Point-based annotation material:

★ ★ ★

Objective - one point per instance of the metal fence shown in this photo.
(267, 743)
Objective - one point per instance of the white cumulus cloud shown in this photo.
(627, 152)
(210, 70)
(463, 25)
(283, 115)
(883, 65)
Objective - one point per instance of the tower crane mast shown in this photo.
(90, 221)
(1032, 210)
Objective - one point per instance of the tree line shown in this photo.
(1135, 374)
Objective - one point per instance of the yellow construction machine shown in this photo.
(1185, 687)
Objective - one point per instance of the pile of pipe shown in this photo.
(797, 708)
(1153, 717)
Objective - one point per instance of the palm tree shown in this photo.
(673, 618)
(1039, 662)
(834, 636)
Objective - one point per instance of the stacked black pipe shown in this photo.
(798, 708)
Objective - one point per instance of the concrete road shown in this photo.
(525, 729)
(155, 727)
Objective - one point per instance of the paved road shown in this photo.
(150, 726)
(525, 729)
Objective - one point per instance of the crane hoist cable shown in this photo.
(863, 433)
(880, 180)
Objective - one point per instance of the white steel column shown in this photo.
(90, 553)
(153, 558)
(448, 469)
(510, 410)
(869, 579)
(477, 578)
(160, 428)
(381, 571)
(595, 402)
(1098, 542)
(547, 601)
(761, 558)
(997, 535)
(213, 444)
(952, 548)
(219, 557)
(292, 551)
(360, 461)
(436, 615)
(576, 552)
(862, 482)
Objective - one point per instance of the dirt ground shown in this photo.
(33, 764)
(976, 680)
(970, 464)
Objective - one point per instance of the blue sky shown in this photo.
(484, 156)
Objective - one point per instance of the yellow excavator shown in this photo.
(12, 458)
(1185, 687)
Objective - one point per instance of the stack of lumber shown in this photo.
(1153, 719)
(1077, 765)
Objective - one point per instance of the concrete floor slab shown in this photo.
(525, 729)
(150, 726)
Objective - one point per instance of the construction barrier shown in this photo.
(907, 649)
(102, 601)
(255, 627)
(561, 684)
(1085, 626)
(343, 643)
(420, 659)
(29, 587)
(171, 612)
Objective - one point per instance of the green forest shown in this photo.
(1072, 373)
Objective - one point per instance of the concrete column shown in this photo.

★ ★ ★

Output the material from the line with "Objective - one point per instance of the green" through the end as a Markdown table with columns named n and Line, one row per line, skipping blank lines.

| n | Line |
|---|---|
| 1 | Objective - one point per instance of the green forest shown in this photo. |
| 2 | (1072, 373) |
| 3 | Objective - one point per instance of the concrete column shown in this photo. |